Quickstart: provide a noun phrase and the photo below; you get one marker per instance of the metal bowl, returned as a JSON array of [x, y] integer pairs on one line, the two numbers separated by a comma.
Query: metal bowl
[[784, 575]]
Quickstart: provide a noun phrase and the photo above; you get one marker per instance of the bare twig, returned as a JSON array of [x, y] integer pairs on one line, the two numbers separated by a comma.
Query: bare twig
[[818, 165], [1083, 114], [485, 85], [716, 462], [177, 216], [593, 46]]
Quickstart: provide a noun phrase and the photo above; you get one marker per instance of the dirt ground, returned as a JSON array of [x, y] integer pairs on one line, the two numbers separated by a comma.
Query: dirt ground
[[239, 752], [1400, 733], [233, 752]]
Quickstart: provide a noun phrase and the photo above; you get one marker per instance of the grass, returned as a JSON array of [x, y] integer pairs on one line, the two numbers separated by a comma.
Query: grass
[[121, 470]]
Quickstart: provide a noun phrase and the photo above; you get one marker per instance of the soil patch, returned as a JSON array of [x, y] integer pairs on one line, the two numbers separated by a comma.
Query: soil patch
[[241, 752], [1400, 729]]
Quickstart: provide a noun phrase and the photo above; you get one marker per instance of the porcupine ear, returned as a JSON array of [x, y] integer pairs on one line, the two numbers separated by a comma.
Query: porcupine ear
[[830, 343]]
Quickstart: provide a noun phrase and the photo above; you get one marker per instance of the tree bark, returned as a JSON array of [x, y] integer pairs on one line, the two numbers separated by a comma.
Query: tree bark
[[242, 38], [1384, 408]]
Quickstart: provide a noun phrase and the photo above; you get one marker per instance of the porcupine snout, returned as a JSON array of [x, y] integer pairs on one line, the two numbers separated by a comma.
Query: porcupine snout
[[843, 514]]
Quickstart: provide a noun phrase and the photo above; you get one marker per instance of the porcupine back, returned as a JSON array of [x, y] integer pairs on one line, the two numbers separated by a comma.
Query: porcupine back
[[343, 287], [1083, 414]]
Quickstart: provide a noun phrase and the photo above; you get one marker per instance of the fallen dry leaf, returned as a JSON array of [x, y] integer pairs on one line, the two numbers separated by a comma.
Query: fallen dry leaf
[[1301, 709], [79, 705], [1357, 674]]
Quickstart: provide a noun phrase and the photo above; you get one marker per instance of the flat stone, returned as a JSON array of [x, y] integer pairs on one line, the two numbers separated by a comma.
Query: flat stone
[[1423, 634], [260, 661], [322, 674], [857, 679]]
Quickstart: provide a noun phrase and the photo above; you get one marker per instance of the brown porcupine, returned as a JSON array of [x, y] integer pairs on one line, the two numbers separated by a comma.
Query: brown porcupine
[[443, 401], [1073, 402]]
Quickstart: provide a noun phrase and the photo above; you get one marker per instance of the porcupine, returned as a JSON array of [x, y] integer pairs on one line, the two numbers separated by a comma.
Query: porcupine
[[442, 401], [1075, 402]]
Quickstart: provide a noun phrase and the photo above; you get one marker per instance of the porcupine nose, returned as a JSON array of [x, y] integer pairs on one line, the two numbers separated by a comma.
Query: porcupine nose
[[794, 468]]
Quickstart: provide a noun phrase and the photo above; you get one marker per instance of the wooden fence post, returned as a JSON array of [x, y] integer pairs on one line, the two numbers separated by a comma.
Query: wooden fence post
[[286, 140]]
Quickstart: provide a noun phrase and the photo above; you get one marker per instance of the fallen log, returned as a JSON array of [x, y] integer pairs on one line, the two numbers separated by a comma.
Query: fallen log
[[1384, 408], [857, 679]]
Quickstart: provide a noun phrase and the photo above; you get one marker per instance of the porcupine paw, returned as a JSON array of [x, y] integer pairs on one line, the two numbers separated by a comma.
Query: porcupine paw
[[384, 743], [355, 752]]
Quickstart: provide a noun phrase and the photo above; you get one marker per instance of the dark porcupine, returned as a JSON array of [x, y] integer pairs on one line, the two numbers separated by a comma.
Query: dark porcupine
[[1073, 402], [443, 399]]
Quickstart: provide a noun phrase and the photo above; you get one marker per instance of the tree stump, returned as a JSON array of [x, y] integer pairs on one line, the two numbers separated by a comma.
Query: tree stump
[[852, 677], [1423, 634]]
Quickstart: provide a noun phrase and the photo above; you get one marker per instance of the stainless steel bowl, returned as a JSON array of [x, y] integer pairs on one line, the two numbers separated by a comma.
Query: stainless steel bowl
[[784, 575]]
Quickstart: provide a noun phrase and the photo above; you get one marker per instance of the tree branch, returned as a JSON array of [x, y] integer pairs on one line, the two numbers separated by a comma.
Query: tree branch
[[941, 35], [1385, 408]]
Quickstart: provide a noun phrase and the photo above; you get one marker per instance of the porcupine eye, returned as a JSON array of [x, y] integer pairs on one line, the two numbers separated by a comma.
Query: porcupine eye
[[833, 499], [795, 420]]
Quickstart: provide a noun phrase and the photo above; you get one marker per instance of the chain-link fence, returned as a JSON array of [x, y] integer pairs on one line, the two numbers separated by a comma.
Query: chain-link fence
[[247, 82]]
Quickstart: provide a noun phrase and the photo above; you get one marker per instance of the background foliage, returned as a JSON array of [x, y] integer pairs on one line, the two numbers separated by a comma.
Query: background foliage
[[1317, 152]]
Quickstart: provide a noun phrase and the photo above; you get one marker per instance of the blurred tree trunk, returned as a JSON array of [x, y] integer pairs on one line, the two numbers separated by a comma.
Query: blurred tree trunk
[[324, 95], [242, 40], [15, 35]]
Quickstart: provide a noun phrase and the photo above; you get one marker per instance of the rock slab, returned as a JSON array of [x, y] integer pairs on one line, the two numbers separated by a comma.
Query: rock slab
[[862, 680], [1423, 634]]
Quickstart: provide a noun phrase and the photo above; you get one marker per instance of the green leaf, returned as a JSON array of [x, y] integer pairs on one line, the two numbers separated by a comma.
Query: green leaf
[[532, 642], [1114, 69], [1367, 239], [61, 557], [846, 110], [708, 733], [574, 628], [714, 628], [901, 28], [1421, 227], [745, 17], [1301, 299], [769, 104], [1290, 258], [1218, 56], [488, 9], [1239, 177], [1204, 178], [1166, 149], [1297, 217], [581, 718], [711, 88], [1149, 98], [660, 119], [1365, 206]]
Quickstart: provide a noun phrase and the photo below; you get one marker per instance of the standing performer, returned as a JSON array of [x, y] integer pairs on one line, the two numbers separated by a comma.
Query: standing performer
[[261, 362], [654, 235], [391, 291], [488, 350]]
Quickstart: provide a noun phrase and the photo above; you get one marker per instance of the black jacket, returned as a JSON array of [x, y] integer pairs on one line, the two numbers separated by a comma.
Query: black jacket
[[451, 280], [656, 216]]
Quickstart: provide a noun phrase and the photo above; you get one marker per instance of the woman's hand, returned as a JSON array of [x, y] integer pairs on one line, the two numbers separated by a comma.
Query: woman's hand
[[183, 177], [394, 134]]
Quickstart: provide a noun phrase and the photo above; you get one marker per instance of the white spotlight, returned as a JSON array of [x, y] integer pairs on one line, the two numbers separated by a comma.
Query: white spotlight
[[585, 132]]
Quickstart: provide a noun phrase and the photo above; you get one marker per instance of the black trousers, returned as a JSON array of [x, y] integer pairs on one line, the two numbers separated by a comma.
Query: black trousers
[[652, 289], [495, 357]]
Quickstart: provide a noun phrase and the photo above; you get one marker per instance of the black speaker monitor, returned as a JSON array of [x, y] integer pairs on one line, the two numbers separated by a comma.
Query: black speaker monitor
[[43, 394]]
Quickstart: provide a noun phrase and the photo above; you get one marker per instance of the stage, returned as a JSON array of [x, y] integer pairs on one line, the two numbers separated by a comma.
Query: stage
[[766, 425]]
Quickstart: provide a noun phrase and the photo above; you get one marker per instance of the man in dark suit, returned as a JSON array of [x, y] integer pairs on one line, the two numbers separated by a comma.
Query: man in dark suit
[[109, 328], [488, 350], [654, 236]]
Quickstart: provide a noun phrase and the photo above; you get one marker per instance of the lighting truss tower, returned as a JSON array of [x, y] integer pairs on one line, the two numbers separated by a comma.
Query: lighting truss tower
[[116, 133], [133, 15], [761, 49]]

=====

- **TASK STATEMENT**:
The required output is every line above from the one with "Query: blurred tree trunk" down to the one with "of the green", restated word for word, ends included.

- **WRITTEN SOLUTION**:
Query: blurred tree trunk
[[324, 95], [242, 40], [15, 35]]
Quickstart: provide a noun phrase and the photo above; you get one marker per instance of the rock slab, returned as a JSON array of [x, y] integer pairs on one line, the two numbers separated by a comma.
Query: rock slab
[[862, 680], [1423, 634]]
Quickstart: provide a noun phrase and the photo above; you get one marker per instance of the green leaf, returned as a JSON array of [x, y] integer pairs on one line, the two numbers separated by a comma.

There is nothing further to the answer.